The problem: Could you set down exactly the lines in the records below between the line holding "TARGET: man's arm" and the line holding "TARGET: hanging sign", inclusive?
########
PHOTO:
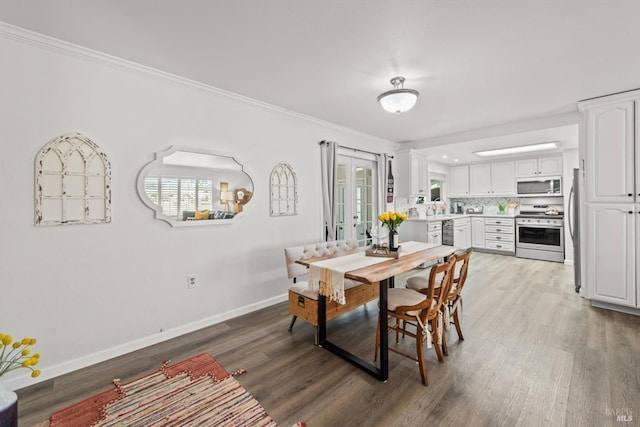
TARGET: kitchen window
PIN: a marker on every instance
(436, 187)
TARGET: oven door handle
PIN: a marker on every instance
(539, 226)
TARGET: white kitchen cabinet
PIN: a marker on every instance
(411, 172)
(610, 154)
(477, 232)
(539, 166)
(462, 233)
(434, 232)
(420, 176)
(611, 252)
(492, 179)
(459, 181)
(415, 231)
(611, 194)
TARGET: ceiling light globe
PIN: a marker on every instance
(398, 100)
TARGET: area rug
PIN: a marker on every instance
(197, 391)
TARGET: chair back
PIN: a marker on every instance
(461, 267)
(295, 253)
(435, 300)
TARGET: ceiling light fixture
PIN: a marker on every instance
(517, 150)
(398, 100)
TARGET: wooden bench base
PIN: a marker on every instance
(307, 308)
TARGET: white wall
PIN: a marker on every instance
(91, 292)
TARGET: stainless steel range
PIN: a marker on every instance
(540, 229)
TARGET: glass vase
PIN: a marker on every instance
(8, 406)
(393, 239)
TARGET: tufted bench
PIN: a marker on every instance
(303, 302)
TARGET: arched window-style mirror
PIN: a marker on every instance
(192, 187)
(284, 190)
(73, 182)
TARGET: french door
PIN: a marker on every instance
(357, 198)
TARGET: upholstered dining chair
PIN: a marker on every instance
(419, 310)
(452, 307)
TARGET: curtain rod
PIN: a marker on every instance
(355, 149)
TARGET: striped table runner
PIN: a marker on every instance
(327, 276)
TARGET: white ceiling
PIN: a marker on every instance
(476, 63)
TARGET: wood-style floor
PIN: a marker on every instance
(534, 354)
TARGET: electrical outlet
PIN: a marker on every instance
(192, 281)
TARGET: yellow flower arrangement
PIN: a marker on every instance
(14, 355)
(392, 219)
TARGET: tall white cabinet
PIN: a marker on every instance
(610, 152)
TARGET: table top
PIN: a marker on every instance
(392, 266)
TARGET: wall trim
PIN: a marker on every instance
(21, 381)
(32, 38)
(615, 307)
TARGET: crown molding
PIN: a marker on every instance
(32, 38)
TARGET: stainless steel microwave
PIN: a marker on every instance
(549, 186)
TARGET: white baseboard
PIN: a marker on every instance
(20, 381)
(615, 307)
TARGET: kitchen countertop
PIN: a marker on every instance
(455, 216)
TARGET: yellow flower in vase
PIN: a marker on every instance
(15, 355)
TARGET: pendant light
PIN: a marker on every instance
(398, 100)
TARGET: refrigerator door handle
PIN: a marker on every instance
(570, 212)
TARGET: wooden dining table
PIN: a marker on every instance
(382, 273)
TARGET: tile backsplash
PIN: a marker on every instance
(489, 205)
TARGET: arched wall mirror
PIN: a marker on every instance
(192, 187)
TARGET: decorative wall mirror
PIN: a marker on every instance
(187, 187)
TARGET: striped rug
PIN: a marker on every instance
(197, 391)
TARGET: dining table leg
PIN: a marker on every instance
(382, 372)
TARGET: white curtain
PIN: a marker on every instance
(383, 160)
(328, 161)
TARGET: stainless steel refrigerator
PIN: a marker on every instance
(574, 225)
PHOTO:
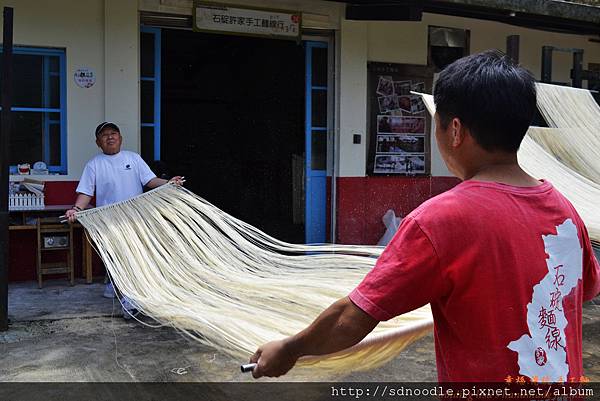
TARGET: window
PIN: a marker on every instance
(39, 109)
(150, 46)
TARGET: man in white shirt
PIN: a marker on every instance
(114, 175)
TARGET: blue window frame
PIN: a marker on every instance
(316, 142)
(150, 43)
(39, 118)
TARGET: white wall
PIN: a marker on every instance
(79, 27)
(352, 98)
(406, 42)
(121, 63)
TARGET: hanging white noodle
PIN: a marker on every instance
(568, 155)
(224, 283)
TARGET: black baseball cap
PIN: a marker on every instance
(106, 124)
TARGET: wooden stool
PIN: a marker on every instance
(52, 237)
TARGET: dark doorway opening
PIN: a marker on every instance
(232, 121)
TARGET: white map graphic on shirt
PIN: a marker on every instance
(542, 351)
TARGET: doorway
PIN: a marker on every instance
(233, 122)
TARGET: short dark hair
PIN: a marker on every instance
(492, 96)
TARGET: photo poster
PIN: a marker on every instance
(398, 123)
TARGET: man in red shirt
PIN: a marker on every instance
(504, 259)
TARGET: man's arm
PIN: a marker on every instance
(81, 203)
(340, 326)
(157, 182)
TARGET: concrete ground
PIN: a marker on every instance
(62, 333)
(73, 334)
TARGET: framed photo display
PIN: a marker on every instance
(398, 124)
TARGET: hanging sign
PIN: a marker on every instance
(85, 77)
(219, 18)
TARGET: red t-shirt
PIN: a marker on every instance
(506, 270)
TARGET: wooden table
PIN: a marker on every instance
(56, 210)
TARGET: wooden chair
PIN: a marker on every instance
(55, 237)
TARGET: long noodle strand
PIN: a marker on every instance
(224, 283)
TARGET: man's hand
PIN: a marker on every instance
(273, 359)
(70, 215)
(177, 180)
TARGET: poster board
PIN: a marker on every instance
(398, 125)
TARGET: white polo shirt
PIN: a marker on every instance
(114, 178)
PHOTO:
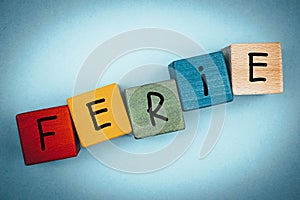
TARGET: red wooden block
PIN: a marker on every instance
(47, 135)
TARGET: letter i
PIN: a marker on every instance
(204, 82)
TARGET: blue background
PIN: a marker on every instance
(43, 45)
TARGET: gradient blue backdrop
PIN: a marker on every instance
(43, 45)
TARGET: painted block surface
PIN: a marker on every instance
(255, 68)
(154, 109)
(47, 135)
(202, 80)
(99, 115)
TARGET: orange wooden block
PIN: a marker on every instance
(99, 115)
(255, 68)
(47, 135)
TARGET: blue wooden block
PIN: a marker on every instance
(202, 80)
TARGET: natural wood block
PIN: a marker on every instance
(202, 80)
(154, 109)
(99, 115)
(47, 135)
(255, 68)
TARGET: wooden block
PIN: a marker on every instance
(99, 115)
(154, 109)
(255, 68)
(202, 80)
(47, 135)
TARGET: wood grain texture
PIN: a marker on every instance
(162, 98)
(61, 143)
(202, 80)
(99, 115)
(238, 59)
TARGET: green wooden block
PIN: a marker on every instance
(154, 109)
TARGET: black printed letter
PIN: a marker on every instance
(153, 113)
(93, 113)
(251, 65)
(44, 134)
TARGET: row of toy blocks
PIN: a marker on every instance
(203, 80)
(100, 115)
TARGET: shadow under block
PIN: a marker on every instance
########
Reply to the exercise:
TARGET: man's arm
PIN: a marker on every instance
(81, 203)
(340, 326)
(157, 182)
TARGET: concrete ground
PIN: a marker on every instance
(62, 333)
(73, 334)
TARGET: framed photo display
PIN: a marker on every instance
(398, 124)
TARGET: hanging sign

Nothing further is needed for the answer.